▸ **WHAT TO DO**
Report each line of the rows below that contains the string "people", treating uppercase and lowercase as different.

— Start DATA FOR PROCESSING —

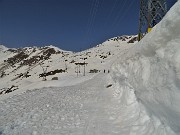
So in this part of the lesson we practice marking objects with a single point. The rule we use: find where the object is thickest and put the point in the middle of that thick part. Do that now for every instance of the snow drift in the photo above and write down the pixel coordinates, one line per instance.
(152, 70)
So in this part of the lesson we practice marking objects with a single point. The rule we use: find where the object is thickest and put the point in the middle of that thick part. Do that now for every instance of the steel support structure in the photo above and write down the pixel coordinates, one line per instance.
(151, 13)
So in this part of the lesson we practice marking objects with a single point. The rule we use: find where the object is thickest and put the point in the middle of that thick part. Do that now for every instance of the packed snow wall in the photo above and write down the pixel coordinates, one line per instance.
(152, 69)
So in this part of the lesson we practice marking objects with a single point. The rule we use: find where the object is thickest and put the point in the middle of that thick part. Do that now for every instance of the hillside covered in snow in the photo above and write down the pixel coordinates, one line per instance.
(119, 87)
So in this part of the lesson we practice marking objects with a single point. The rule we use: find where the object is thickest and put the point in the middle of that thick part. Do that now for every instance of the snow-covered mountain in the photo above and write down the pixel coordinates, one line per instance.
(23, 68)
(139, 96)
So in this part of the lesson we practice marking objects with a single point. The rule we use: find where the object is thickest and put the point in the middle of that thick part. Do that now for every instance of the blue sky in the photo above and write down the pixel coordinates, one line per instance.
(68, 24)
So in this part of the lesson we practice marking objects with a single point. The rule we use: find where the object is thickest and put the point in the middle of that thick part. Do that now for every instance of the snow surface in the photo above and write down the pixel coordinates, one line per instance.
(139, 96)
(152, 70)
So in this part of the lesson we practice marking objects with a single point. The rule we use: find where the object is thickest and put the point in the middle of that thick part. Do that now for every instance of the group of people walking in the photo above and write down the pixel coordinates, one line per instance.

— End DATA FOR PROCESSING —

▸ **SOLUTION FOR THIS TASK**
So in this part of the lesson we practice marking objects with a single point. The rule we use: find where the object is thickest and put the point in the middle of that thick part. Do that now for every instance of the group of people walking in the photo above and write down the pixel coordinates, one line per instance.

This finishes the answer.